◆ **Documento**:
▬▬▬▬▬▬▬▬▬▬

Recuerdo de Luis Loayza
El País, Madrid
Estuve tratando de recordar cuándo había venido al cementerio de Père-Lachaise por última vez antes de esta mañana y creo que fue en 1960, para la cremación de los restos de la viuda de Trotski, Natalia Sedova, porque quería escuchar a André Breton, que era uno de los oradores. Ahora estoy aquí para una ceremonia parecida, en la que vamos a despedir a Luis Loayza, que fue uno de mis mejores amigos.
Hay cierta confusión en el crematorio, porque coinciden varios actos fúnebres y uno de ellos, masivo, convoca a muchos paquistaníes, que lloran a grito pelado. Por fin distingo entre la muchedumbre a Rachel y Daniel, la viuda y el hijo mayor de Lucho. Me apena verlos rotos por el dolor, haciendo esfuerzos denodados para no romper a llorar también. Hace cincuenta y ocho años, exactamente, por Rachel, Lucho Loayza cometió probablemente el único acto de locura de su vida del que, estoy seguro, nunca se arrepintió. Su padre le había regalado un año en París para cuando se recibiera de abogado. El año estaba por cumplirse y, si mal no recuerdo, Lucho tenía ya el pasaje de regreso. Pero, de despedida, fue al Festival de Teatro de Aviñón y allí conoció a Rachel, todavía una estudiante. Me escribió ese mismo día una carta desmedida, diciéndome que se había enamorado; ya no se iría al Perú y empezaba a buscar trabajo de inmediato en París. Poco tiempo después, se casaron en la alcaldía del Barrio Latino y yo fui su único testigo. Luego, fuimos los tres a celebrarlo a un bistrot de la esquina con una copa de vino.
La ceremonia ha comenzado, con música de Bach, en una pequeña salita que presiden los restos del difunto, en un cajón cerrado y cubierto de flores. Habla Daniel recordando a su padre, y él y la nieta mayor de Lucho leen, en francés y en español, un fragmento de El avaro, relacionado con la muerte. Cuando me toca decir unas palabras siento angustia y ganas de llorar. Pero me aguanto, sabiendo muy bien que Lucho, siempre tan parco, encontraría intolerable semejante huachafería.

▬▬▬▬▬▬▬▬▬▬

Etiquetas de puntos de objetos:
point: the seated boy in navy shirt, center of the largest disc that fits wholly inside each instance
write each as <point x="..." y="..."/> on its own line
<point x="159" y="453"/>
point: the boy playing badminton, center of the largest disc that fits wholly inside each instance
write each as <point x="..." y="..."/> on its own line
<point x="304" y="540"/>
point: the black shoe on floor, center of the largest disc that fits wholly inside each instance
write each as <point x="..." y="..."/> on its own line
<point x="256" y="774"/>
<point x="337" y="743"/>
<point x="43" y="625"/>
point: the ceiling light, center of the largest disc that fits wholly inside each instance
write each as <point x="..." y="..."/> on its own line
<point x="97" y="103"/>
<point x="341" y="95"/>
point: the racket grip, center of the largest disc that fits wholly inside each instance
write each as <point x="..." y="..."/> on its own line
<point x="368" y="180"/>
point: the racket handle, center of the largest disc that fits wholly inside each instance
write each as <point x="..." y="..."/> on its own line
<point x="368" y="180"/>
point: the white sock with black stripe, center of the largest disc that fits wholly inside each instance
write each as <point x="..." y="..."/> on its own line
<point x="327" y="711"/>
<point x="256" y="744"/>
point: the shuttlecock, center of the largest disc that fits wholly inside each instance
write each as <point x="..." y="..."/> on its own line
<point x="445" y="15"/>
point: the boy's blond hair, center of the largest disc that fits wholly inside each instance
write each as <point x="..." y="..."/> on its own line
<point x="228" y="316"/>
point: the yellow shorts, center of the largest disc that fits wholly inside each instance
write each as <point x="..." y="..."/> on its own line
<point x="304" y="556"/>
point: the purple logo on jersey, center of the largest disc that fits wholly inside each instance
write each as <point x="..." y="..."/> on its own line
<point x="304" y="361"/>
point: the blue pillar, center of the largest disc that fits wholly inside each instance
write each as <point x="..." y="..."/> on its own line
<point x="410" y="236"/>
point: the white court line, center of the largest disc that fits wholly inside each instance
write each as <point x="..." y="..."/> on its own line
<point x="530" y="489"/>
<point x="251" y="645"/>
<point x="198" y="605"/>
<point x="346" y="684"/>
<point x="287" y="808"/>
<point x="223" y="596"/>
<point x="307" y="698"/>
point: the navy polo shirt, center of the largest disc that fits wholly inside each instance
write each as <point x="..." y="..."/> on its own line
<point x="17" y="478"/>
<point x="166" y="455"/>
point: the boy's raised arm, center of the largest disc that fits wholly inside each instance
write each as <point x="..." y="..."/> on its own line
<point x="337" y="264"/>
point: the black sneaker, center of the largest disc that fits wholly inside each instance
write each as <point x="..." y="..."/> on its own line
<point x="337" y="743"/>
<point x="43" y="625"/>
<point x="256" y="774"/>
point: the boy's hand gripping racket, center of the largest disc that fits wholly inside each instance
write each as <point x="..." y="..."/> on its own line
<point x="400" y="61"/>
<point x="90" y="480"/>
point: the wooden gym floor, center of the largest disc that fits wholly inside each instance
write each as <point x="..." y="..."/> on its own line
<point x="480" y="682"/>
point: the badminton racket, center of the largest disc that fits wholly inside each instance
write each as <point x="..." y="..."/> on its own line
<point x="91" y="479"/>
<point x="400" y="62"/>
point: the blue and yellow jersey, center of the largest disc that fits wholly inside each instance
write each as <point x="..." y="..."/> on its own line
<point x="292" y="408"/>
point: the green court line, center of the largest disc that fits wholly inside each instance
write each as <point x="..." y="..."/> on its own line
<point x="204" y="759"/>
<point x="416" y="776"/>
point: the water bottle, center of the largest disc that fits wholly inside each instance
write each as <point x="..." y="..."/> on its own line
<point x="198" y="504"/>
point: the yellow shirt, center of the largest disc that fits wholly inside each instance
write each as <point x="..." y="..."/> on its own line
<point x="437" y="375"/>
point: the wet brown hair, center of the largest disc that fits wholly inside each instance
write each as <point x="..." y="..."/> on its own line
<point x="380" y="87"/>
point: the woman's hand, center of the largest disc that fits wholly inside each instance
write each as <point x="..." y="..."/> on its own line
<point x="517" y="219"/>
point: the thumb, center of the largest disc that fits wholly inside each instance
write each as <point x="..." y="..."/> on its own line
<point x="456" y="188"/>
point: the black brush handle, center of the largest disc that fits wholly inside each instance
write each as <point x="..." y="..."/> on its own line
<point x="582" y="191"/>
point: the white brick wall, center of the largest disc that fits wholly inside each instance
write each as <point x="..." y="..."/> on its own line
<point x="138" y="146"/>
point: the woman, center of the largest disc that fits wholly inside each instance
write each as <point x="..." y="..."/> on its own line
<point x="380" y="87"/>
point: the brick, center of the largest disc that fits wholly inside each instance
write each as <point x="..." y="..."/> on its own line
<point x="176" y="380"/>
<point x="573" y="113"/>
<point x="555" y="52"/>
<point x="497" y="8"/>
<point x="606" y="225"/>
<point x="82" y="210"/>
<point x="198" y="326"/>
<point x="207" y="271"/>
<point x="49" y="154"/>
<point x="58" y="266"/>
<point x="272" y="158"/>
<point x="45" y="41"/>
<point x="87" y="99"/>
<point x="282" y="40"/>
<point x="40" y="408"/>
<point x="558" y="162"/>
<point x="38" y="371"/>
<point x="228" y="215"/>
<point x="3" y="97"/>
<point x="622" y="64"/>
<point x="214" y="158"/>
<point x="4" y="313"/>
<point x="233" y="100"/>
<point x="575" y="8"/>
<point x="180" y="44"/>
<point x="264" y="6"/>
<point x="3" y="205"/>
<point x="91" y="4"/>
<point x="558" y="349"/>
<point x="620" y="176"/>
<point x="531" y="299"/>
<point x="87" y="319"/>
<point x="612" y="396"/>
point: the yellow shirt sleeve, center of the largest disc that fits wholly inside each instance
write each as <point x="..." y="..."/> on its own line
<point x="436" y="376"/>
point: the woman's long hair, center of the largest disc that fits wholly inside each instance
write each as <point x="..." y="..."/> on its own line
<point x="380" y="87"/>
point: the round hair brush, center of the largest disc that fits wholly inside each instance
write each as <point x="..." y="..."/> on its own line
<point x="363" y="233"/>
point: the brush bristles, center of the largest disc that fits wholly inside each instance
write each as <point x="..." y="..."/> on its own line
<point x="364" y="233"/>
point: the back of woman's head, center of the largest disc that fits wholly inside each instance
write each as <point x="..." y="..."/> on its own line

▬▬▬▬▬▬▬▬▬▬

◆ **Instrucciones de tarea**: Por favor, transcribe sin cambios el pasaje del recuerdo de Luis Loayza que va de "Recuerdo de Luis" a "mis mejores amigos.".

◆ **Respuesta correcta**:
Recuerdo de Luis Loayza
El País, Madrid
Estuve tratando de recordar cuándo había venido al cementerio de Père-Lachaise por última vez antes de esta mañana y creo que fue en 1960, para la cremación de los restos de la viuda de Trotski, Natalia Sedova, porque quería escuchar a André Breton, que era uno de los oradores. Ahora estoy aquí para una ceremonia parecida, en la que vamos a despedir a Luis Loayza, que fue uno de mis mejores amigos.